Reproduisez fidèlement le passage de l'extrait ci-dessous sur la Commission de développement du Delta du Niger, en commençant à "Au total ce" et en terminant à "nigérians du Delta.".

**EXTRAIT CHOISI**:
-----

En 2020, près
d’un quart du budget de la Commission de développement du Delta du
Niger, chargé
d’investir une partie des bénéfices de la production,
aurait été détourné.
Des enquêteurs pistent des millions
d’euros disparus des caisses de l’organisme fédéral nigérian chargé du
développement de la région pétrolifère du Delta du Niger et accusé
d’être depuis longtemps, à l’instar de l’opaque secteur pétrolier du
pays, rongé par la corruption et la gabegie. Chaque année, les
entreprises pétrolières internationales doivent verser 3 % de leur
budget annuel d’investissement à la Commission de développement du Delta
du Niger (NDDC), qui bénéficie aussi d’une contribution de l’Etat
fédéral.
Au total ce sont
des centaines de millions d’euros qui entrent dans les caisses de la
NDDC, destinés à financer des projets de développement ou des bourses
d’études pour les neuf Etats nigérians du Delta.

-----

**LIGNES DE DONNÉES**:
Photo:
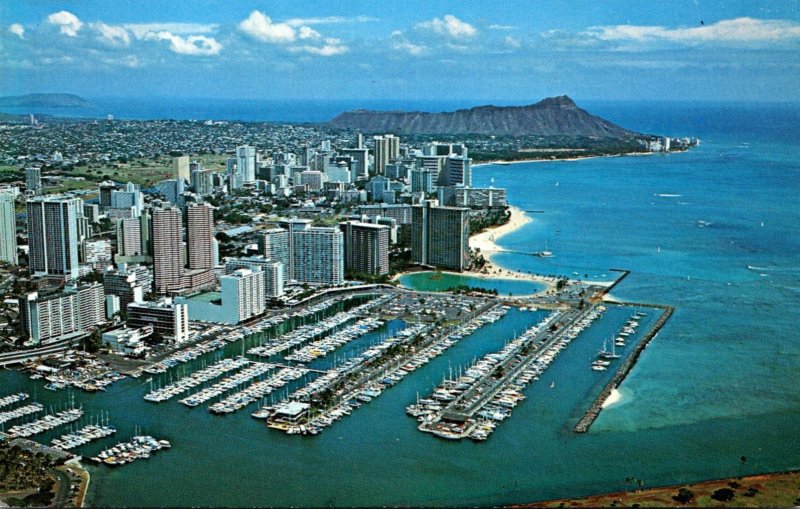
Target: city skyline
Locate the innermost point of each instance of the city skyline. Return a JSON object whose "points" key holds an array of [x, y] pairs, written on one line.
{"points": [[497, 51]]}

-----

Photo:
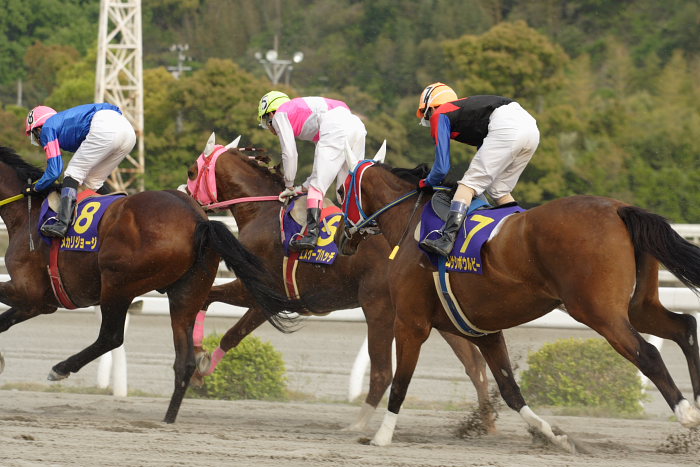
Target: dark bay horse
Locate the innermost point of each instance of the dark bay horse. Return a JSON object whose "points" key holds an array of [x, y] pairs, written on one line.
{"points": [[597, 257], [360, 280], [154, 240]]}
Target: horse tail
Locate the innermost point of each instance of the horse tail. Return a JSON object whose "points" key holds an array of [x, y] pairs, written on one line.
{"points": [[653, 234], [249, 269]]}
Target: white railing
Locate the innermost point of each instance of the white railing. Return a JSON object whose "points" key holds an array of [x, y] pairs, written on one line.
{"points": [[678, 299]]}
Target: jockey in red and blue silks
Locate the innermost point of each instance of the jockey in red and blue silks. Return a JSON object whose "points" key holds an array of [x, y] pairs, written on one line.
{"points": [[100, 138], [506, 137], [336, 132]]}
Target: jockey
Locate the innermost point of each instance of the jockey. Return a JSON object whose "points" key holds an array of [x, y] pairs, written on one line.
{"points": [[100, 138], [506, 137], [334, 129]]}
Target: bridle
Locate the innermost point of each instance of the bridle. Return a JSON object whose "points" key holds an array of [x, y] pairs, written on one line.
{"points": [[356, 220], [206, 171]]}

-----

**RÉPONSE PROPOSÉE**:
Au total ce sont
des centaines de millions d’euros qui entrent dans les caisses de la
NDDC, destinés à financer des projets de développement ou des bourses
d’études pour les neuf Etats nigérians du Delta.